▶ [EXERCISE DETAILS]: Print every one of the records below word for word, with each line in its original order.

***** EXTRACTED DATA *****

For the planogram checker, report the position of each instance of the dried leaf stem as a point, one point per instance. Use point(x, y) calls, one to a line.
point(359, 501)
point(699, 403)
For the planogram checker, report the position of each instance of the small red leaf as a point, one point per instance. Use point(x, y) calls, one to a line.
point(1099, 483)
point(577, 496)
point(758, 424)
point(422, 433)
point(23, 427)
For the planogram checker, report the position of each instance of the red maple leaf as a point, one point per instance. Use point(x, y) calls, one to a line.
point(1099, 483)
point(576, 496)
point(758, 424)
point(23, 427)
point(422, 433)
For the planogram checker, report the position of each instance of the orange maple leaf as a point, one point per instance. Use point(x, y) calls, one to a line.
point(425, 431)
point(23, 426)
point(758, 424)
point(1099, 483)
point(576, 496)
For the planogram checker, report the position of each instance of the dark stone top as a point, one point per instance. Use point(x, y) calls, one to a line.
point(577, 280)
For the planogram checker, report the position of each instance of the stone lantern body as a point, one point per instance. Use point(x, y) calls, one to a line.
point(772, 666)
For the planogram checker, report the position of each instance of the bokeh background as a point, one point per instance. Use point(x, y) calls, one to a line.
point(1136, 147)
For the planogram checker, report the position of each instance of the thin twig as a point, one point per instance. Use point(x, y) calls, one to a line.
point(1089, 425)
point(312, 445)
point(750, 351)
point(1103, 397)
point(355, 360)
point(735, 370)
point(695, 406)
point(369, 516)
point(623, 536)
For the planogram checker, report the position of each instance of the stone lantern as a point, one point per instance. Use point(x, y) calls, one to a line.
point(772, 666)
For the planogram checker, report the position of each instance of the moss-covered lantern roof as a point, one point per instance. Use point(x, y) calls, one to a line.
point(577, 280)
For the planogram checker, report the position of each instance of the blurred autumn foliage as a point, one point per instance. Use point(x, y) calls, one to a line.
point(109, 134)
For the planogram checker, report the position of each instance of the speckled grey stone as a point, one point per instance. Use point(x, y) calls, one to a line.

*****

▶ [EXERCISE SOLUTION]:
For the planogram checker, report the position of each instance of the dried leaf stem as a point, one point per instance. Use point(x, y) calls, one to a line.
point(359, 501)
point(699, 403)
For the planogram checker, report the position of each instance of the small red leaf as a point, one point per instance. Use point(x, y) calls, one to a line.
point(1099, 483)
point(577, 496)
point(758, 424)
point(422, 433)
point(23, 427)
For the planogram checker, report the position of each instance of the red maple leaf as a point, one point per instance. Use point(x, y) calls, one to a line.
point(1099, 483)
point(576, 496)
point(758, 424)
point(23, 427)
point(422, 433)
For the planogram checker, report the position of each instance of the orange maple leaf as a point, one point per instance. Use point(x, y) calls, one to a line.
point(425, 431)
point(23, 426)
point(758, 424)
point(1099, 483)
point(576, 496)
For the planogram checker, report the position of each instance of the dark stone top as a point, one point per instance. Use point(x, y) calls, one to a line.
point(577, 280)
For the planogram checker, report the position of each instance of the stone lantern body as a point, one point per instance. Use point(x, y) calls, one to a line.
point(772, 666)
For the planogram checker, report the position of each instance of the bokeh background as a point, one point per instance. Use point(x, y) calls, one to a line.
point(1136, 147)
For the planogram checker, report the position of each instance of the thin twig as a point, one point per instance. Use point(x, y) calls, one to a line.
point(1089, 425)
point(312, 445)
point(750, 351)
point(1103, 397)
point(355, 360)
point(735, 370)
point(695, 406)
point(369, 516)
point(623, 536)
For the planogram checker, report the position of each instance of the stone lantern as a point, one point per instance. Use point(x, y) calls, one to a line.
point(772, 666)
For the planogram checker, report the position of each instance of the moss-covered lantern roof as a point, one point per instance. Use point(x, y) calls, one to a line.
point(577, 280)
For the planogram checker, report the position of each instance of the blurred autumn foliage as a point, one point per instance. Use point(x, y) calls, one to a line.
point(109, 134)
For the planogram checker, report the position of each instance of the speckled grey stone as a point, one point per instance. Use point(x, y) calls, one to a line.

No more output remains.